BEGIN Given data
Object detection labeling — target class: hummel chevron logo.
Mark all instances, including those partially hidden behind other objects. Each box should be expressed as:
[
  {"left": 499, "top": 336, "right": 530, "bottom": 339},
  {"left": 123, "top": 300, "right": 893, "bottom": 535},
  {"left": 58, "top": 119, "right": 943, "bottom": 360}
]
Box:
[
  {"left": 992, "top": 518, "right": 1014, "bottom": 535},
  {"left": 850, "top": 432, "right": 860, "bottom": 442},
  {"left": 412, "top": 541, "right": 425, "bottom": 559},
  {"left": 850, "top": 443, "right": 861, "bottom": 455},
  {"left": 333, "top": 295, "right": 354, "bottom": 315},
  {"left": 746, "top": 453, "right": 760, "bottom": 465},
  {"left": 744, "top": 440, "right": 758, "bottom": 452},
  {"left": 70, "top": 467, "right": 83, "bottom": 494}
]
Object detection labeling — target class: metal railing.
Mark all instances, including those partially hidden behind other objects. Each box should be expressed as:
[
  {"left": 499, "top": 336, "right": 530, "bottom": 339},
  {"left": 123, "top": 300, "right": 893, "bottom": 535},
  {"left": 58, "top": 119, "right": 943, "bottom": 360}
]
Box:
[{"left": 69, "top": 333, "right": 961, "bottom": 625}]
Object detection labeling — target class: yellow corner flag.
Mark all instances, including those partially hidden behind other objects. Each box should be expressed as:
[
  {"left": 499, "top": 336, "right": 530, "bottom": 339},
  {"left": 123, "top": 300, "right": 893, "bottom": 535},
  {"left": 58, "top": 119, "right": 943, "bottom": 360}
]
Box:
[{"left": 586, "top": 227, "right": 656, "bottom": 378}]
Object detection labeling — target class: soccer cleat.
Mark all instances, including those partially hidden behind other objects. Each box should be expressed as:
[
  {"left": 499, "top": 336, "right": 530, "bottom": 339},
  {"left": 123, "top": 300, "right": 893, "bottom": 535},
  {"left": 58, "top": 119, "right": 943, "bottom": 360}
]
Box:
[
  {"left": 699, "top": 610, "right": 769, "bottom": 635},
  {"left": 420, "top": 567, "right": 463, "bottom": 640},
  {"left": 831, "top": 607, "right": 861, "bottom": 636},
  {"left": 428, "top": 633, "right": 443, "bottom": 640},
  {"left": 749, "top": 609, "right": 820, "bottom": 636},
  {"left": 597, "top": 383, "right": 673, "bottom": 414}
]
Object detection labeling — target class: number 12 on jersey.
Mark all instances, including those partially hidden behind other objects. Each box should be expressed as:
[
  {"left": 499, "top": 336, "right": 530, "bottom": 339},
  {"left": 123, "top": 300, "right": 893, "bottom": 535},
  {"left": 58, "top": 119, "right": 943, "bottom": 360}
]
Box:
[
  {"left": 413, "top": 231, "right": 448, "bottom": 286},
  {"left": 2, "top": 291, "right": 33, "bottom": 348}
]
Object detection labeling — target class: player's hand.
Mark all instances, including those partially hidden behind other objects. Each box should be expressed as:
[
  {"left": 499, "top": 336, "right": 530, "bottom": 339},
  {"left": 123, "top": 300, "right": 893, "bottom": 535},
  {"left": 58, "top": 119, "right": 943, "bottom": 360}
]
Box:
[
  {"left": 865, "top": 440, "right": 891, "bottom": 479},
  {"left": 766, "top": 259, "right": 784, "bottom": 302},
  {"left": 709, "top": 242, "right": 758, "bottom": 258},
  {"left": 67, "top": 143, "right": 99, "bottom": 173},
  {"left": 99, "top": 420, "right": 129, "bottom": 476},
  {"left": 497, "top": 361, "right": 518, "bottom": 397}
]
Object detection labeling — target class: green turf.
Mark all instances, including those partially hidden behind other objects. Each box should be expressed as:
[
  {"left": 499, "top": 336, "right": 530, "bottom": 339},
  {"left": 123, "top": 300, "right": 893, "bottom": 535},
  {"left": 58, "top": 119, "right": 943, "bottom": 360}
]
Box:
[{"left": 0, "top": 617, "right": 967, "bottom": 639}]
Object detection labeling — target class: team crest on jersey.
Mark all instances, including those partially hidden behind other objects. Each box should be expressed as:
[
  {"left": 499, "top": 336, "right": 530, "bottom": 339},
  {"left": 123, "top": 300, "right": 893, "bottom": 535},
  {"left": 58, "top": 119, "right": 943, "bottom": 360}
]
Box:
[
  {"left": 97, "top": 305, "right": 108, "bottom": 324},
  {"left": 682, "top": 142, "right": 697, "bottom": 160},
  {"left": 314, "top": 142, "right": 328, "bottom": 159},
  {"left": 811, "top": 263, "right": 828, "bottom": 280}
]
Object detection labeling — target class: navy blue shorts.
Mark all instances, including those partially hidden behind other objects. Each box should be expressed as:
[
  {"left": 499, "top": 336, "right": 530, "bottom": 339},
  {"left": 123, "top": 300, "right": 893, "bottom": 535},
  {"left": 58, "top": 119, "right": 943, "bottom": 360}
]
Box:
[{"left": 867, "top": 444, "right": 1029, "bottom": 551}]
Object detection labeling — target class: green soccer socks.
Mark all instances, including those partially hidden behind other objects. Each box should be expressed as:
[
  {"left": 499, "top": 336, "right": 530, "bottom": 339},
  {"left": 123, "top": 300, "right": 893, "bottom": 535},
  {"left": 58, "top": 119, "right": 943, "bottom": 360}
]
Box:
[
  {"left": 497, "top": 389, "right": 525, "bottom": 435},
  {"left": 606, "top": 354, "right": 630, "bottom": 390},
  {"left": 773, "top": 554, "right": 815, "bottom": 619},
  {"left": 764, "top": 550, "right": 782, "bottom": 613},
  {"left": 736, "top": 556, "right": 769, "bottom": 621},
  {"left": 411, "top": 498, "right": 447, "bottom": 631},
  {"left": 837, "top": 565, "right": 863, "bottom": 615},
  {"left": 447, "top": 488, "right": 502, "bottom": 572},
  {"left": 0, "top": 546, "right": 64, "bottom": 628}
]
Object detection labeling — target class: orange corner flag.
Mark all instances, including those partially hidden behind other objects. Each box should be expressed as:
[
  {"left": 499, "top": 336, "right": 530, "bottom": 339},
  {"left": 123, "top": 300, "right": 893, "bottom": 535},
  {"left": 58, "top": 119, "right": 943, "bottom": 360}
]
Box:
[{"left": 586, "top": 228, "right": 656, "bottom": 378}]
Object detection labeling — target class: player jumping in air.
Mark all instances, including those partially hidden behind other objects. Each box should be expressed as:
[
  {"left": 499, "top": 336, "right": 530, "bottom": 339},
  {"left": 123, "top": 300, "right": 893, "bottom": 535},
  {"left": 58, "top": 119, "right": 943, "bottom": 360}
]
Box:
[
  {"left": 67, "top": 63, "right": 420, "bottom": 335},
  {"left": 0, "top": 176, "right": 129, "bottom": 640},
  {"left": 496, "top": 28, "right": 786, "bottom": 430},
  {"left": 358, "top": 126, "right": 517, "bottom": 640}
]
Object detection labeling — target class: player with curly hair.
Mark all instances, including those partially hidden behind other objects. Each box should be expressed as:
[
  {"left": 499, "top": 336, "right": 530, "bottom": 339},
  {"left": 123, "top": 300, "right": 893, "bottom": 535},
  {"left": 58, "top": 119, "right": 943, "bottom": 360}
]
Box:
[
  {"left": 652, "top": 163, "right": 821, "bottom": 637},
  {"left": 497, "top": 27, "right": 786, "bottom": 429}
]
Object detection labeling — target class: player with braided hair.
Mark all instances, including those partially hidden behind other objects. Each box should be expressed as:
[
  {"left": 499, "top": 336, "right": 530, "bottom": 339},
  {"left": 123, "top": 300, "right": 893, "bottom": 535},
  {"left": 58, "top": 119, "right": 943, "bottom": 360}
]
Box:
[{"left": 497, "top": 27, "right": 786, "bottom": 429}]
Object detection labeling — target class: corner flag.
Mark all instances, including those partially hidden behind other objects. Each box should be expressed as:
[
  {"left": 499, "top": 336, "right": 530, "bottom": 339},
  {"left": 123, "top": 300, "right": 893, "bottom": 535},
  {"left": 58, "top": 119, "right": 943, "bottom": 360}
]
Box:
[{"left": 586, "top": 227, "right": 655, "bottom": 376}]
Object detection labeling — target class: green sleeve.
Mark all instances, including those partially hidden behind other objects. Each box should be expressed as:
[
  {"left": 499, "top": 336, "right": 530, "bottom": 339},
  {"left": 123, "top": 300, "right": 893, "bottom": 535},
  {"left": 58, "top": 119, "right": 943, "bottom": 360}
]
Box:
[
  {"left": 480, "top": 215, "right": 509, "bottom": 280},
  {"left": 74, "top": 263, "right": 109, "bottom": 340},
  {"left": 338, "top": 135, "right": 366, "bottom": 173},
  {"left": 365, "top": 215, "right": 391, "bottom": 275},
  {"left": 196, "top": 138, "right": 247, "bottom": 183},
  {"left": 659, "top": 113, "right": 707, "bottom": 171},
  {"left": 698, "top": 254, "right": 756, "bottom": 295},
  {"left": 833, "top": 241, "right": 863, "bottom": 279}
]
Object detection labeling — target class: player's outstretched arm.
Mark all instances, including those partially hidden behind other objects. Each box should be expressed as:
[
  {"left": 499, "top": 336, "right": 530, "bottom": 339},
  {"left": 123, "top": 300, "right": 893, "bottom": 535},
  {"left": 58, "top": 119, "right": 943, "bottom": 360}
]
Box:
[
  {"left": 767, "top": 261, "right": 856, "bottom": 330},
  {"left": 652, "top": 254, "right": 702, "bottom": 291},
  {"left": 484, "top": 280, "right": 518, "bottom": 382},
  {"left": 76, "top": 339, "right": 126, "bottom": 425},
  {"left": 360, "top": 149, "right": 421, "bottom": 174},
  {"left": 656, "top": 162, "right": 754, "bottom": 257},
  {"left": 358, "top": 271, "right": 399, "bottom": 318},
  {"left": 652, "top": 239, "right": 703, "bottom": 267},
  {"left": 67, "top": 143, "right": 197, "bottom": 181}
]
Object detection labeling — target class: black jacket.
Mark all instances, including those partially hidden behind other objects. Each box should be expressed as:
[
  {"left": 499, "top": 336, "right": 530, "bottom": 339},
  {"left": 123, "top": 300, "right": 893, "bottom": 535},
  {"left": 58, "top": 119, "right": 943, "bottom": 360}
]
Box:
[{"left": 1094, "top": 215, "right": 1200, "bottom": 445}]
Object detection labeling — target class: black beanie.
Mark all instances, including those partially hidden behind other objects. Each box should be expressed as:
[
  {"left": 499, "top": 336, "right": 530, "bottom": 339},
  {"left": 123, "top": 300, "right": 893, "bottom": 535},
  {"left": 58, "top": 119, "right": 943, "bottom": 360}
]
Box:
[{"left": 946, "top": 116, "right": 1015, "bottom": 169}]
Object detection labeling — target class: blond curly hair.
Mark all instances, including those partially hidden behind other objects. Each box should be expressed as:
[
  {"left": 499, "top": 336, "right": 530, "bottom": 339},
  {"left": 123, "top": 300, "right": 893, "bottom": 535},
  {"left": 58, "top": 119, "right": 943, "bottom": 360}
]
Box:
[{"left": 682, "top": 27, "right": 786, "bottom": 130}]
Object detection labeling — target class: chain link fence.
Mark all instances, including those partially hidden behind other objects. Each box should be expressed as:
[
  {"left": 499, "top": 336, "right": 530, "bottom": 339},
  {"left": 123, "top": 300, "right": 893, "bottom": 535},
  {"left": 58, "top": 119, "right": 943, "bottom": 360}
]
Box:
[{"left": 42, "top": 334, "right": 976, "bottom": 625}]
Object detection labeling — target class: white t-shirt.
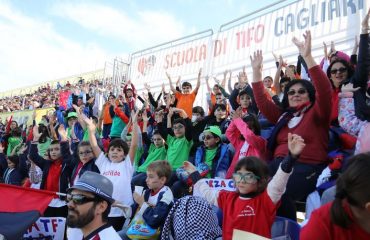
END Given data
Exercise instructions — Read the listing. Report every line that includes the word "jersey".

Result below —
Object detection labeling — target class: number 12 on jersey.
Object detection labeling — target class: team crest on jersey.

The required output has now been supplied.